[EXERCISE BRIEF] Your task is to transcribe the entries below exactly, beginning with the line containing "Target: splintered wood edge" and ending with the final line, and to add nothing else.

(Point annotation records)

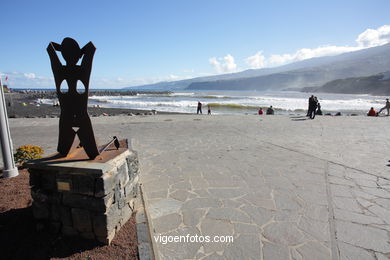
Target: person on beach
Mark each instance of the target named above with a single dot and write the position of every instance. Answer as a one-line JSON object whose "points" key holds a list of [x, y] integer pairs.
{"points": [[308, 106], [312, 107], [387, 106], [270, 111], [371, 112], [199, 110], [319, 111]]}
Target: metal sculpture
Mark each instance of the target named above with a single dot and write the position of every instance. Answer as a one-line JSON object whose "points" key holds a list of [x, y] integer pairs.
{"points": [[73, 102]]}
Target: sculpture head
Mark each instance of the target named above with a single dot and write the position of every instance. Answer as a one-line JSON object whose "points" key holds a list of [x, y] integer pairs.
{"points": [[71, 51]]}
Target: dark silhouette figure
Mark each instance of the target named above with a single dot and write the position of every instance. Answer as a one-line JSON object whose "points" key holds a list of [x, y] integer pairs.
{"points": [[73, 103], [387, 107], [270, 111], [319, 111], [199, 110], [260, 112], [372, 112], [308, 109], [312, 106]]}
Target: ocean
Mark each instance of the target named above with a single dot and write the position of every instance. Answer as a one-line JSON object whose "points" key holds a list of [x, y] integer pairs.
{"points": [[239, 102]]}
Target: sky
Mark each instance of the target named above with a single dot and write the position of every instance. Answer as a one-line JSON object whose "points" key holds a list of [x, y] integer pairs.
{"points": [[142, 42]]}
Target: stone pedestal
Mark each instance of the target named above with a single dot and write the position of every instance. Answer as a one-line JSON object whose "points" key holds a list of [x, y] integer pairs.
{"points": [[92, 199]]}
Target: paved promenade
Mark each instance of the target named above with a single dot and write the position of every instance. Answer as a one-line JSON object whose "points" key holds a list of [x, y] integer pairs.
{"points": [[283, 187]]}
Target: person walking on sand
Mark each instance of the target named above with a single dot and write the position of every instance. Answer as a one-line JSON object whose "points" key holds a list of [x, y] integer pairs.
{"points": [[319, 111], [199, 110], [371, 112], [313, 107], [387, 106], [309, 102], [261, 111], [270, 111]]}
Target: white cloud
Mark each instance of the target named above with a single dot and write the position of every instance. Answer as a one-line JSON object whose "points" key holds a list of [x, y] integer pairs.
{"points": [[224, 65], [368, 38], [306, 53], [372, 37], [31, 80], [29, 75], [256, 61]]}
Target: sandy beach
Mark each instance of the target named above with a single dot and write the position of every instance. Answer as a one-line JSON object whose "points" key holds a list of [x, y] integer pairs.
{"points": [[282, 186]]}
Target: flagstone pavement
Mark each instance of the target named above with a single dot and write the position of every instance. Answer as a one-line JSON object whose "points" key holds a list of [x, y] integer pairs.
{"points": [[281, 186]]}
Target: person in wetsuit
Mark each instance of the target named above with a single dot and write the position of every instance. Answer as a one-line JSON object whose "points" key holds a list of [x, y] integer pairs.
{"points": [[73, 103]]}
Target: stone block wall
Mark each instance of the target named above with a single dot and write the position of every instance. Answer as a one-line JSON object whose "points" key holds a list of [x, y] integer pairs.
{"points": [[90, 199]]}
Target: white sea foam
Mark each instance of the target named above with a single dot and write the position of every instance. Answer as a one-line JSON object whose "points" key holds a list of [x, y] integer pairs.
{"points": [[230, 102]]}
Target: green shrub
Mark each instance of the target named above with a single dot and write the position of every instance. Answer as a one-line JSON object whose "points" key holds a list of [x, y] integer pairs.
{"points": [[28, 152]]}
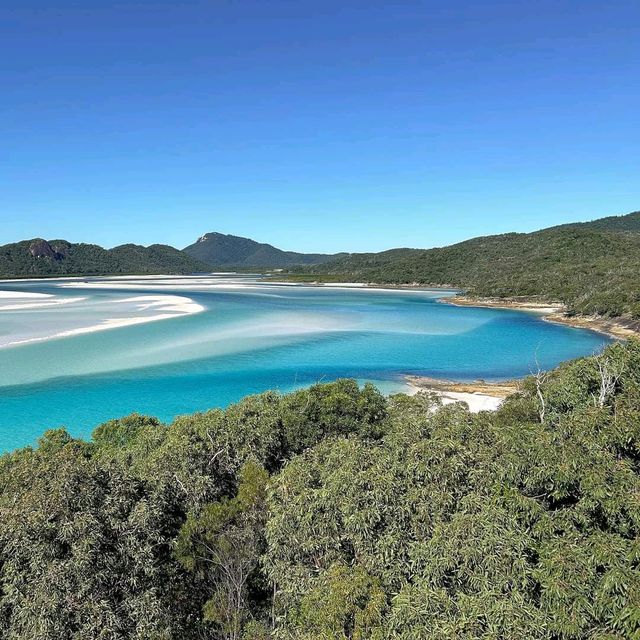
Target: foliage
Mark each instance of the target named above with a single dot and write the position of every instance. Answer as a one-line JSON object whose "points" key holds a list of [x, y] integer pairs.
{"points": [[334, 513], [223, 250], [38, 257]]}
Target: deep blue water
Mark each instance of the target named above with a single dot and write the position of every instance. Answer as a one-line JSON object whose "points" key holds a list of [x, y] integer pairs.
{"points": [[248, 339]]}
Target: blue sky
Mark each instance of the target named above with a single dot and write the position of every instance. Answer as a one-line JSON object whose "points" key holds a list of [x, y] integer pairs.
{"points": [[316, 126]]}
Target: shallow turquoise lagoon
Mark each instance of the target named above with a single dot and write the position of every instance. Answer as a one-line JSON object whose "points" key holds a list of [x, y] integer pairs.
{"points": [[206, 341]]}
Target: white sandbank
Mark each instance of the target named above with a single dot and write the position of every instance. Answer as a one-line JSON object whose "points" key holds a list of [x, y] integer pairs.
{"points": [[165, 306], [475, 401]]}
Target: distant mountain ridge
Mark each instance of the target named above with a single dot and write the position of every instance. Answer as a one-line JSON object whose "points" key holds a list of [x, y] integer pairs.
{"points": [[39, 257], [224, 250], [592, 267]]}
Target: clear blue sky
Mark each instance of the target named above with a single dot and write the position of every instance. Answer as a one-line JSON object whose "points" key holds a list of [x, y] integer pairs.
{"points": [[316, 126]]}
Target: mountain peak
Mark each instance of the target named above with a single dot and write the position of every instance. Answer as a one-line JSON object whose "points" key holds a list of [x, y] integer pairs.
{"points": [[226, 250]]}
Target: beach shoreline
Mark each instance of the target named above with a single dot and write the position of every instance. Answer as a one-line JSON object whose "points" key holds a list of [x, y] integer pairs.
{"points": [[617, 328], [479, 395]]}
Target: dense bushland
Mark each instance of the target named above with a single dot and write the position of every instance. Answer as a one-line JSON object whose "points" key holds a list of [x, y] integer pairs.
{"points": [[37, 257], [591, 267], [334, 513]]}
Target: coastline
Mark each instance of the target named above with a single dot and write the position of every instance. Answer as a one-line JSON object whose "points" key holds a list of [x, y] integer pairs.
{"points": [[165, 307], [617, 328], [479, 395]]}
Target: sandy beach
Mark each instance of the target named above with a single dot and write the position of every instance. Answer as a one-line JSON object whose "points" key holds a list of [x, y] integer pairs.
{"points": [[162, 307], [619, 328], [478, 395]]}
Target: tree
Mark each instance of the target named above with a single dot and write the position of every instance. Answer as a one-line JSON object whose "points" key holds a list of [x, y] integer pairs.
{"points": [[222, 543]]}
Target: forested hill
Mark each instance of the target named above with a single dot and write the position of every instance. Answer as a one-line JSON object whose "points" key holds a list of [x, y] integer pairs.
{"points": [[38, 257], [335, 513], [592, 267], [220, 250]]}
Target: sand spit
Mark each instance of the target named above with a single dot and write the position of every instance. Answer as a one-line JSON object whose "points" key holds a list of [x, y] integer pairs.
{"points": [[164, 306], [619, 328], [478, 395]]}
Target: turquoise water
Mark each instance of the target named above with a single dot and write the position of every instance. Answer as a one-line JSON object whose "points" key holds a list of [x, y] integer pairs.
{"points": [[248, 338]]}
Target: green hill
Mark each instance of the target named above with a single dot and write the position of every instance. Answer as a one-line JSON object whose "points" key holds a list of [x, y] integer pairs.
{"points": [[38, 257], [592, 267], [220, 250]]}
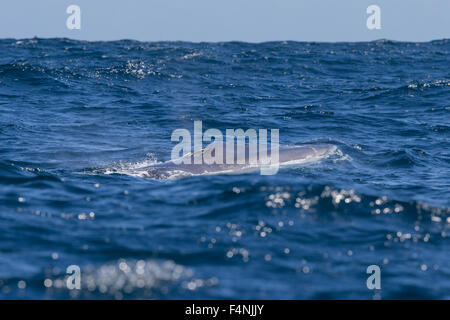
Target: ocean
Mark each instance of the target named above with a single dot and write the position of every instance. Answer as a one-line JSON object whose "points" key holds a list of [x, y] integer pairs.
{"points": [[80, 120]]}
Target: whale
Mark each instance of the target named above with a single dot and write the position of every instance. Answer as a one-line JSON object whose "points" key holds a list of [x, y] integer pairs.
{"points": [[288, 156]]}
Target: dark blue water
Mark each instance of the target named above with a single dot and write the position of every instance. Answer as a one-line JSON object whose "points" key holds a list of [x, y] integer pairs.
{"points": [[79, 119]]}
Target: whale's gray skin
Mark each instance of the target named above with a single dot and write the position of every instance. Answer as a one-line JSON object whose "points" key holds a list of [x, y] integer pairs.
{"points": [[287, 156]]}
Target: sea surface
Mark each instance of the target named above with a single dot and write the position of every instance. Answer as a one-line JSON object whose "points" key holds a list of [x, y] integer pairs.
{"points": [[80, 120]]}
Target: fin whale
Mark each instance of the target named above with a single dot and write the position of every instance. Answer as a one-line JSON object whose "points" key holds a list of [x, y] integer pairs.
{"points": [[287, 156]]}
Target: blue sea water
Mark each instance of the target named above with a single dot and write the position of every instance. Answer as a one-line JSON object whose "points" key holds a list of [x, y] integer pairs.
{"points": [[78, 120]]}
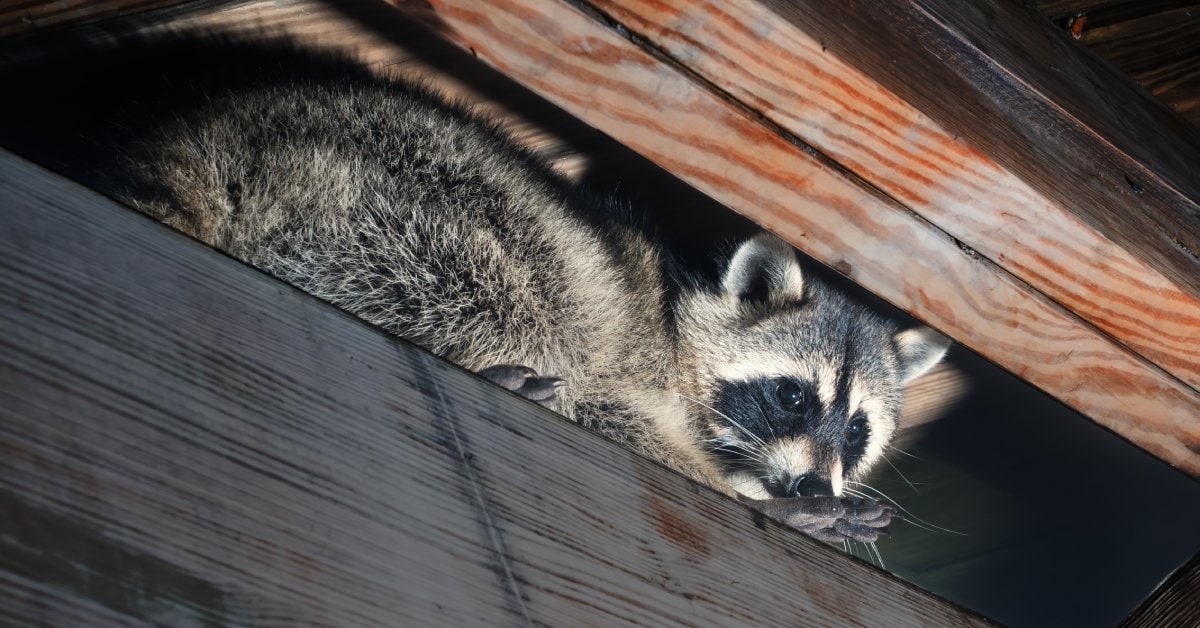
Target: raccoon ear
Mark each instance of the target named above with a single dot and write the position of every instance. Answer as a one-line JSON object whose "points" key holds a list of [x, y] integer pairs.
{"points": [[763, 268], [919, 348]]}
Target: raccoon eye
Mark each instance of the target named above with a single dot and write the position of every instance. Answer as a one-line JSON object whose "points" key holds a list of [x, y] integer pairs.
{"points": [[790, 396], [856, 431]]}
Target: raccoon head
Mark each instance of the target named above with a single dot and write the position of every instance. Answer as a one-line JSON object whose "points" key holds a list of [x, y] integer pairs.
{"points": [[796, 388]]}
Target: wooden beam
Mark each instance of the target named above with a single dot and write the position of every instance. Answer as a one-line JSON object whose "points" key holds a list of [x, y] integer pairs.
{"points": [[789, 77], [593, 70], [1024, 93], [1176, 602], [1159, 48], [189, 441], [31, 17]]}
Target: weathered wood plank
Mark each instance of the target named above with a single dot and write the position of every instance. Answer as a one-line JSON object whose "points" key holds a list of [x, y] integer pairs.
{"points": [[24, 17], [786, 76], [186, 440], [1072, 126], [414, 52], [597, 73], [1159, 49], [1175, 603]]}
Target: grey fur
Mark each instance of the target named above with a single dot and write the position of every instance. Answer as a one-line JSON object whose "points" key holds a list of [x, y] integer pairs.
{"points": [[431, 223]]}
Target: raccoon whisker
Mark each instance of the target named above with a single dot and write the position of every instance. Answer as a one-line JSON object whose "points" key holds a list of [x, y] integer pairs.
{"points": [[726, 417], [913, 486], [894, 448], [905, 510], [877, 554]]}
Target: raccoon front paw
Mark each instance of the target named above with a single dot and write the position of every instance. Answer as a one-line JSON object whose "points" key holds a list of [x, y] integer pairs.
{"points": [[832, 519], [526, 382]]}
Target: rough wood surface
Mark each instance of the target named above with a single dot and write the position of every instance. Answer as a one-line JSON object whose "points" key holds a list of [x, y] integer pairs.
{"points": [[1072, 126], [1176, 602], [189, 441], [24, 17], [786, 76], [595, 72], [1156, 43]]}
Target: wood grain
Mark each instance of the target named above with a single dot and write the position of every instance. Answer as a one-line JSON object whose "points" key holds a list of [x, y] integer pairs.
{"points": [[1161, 51], [187, 441], [786, 76], [597, 73], [1176, 602], [25, 17]]}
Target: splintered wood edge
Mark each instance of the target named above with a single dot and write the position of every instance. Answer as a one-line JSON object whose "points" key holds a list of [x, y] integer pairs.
{"points": [[593, 71], [189, 441]]}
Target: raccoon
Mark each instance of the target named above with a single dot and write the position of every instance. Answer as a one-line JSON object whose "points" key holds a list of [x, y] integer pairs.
{"points": [[429, 221]]}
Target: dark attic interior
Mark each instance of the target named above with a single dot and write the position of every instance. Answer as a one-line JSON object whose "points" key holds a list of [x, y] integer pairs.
{"points": [[1018, 174]]}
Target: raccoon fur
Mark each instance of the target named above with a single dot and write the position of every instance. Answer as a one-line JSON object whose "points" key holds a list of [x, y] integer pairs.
{"points": [[430, 222]]}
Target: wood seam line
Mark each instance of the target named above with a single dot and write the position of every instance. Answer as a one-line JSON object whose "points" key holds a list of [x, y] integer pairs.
{"points": [[678, 66]]}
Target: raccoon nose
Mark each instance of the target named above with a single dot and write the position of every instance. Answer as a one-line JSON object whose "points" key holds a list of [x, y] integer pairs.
{"points": [[811, 485]]}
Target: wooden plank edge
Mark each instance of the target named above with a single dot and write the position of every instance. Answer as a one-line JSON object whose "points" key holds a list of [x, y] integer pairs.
{"points": [[1074, 131], [599, 76], [1176, 602], [786, 77], [189, 440]]}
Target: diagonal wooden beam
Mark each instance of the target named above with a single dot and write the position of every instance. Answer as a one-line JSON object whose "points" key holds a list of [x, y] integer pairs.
{"points": [[591, 67], [790, 77], [187, 441]]}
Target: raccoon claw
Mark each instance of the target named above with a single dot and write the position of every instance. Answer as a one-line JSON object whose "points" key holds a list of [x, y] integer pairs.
{"points": [[833, 519], [525, 382]]}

[RESULT OF THE EXERCISE]
Target: splintered wood edge
Mark each instance of the target named above with a single dot and write the position of every instance. Answer as a one-line JSON object whose "points" key holds a list of [x, y] integer pairs.
{"points": [[593, 71], [189, 441]]}
Target: raccoon
Mark each instance of the target named above with a single dot and write the position of every instance. Answer as a one-line JSON object whose "points" key holds a list of [x, y] integer pairs.
{"points": [[429, 221]]}
Target: dark attic interior
Mark each instance of the target named above with a single dot and write the position of every instance. Answer as a one-line JSON object whose "points" key holds a list of [x, y] integer pairs.
{"points": [[1018, 174]]}
Target: raccoon fur
Mark each instance of the target named above with a single dot and write the position of every instance. Answer as a one-line JSON object whose "points" key holds a list of [x, y] integer pairs.
{"points": [[430, 222]]}
Target: wood seam line
Mark each instance of the target named above with a single dot and write the position of every instance. Answer as a one-line JSON object whose "points" key holds a list of [x, y] integer pairs.
{"points": [[678, 66]]}
Target: raccoon nose
Mark each instance of the target named above with a single dot and write the position of every instance. Answer as a one-line JSON object whose "points" key holds a list of [x, y] integer pairs.
{"points": [[811, 485]]}
Target: wooden plank edge
Mark each instance of the target named above with a single dot and write the position of every instance. Answer as a one-line JSON object whose "points" key holds a list of [x, y] integer pairs.
{"points": [[1074, 131], [599, 76], [1176, 602], [786, 77], [189, 440]]}
Target: diagonal wooden beam
Mark each instance of the target named above with a single dot and write the position of every instance. Answer as a one-line JSON object whose "points" key holds a list of [x, y] integer pairs.
{"points": [[591, 67], [790, 77], [187, 441]]}
Target: raccoon claw
Mark each instance of the target named above with a single dot and write the position of every instance. Answer as a one-line JSON object whose "points" key holds a list of [x, y] integer pairs.
{"points": [[833, 519], [525, 382]]}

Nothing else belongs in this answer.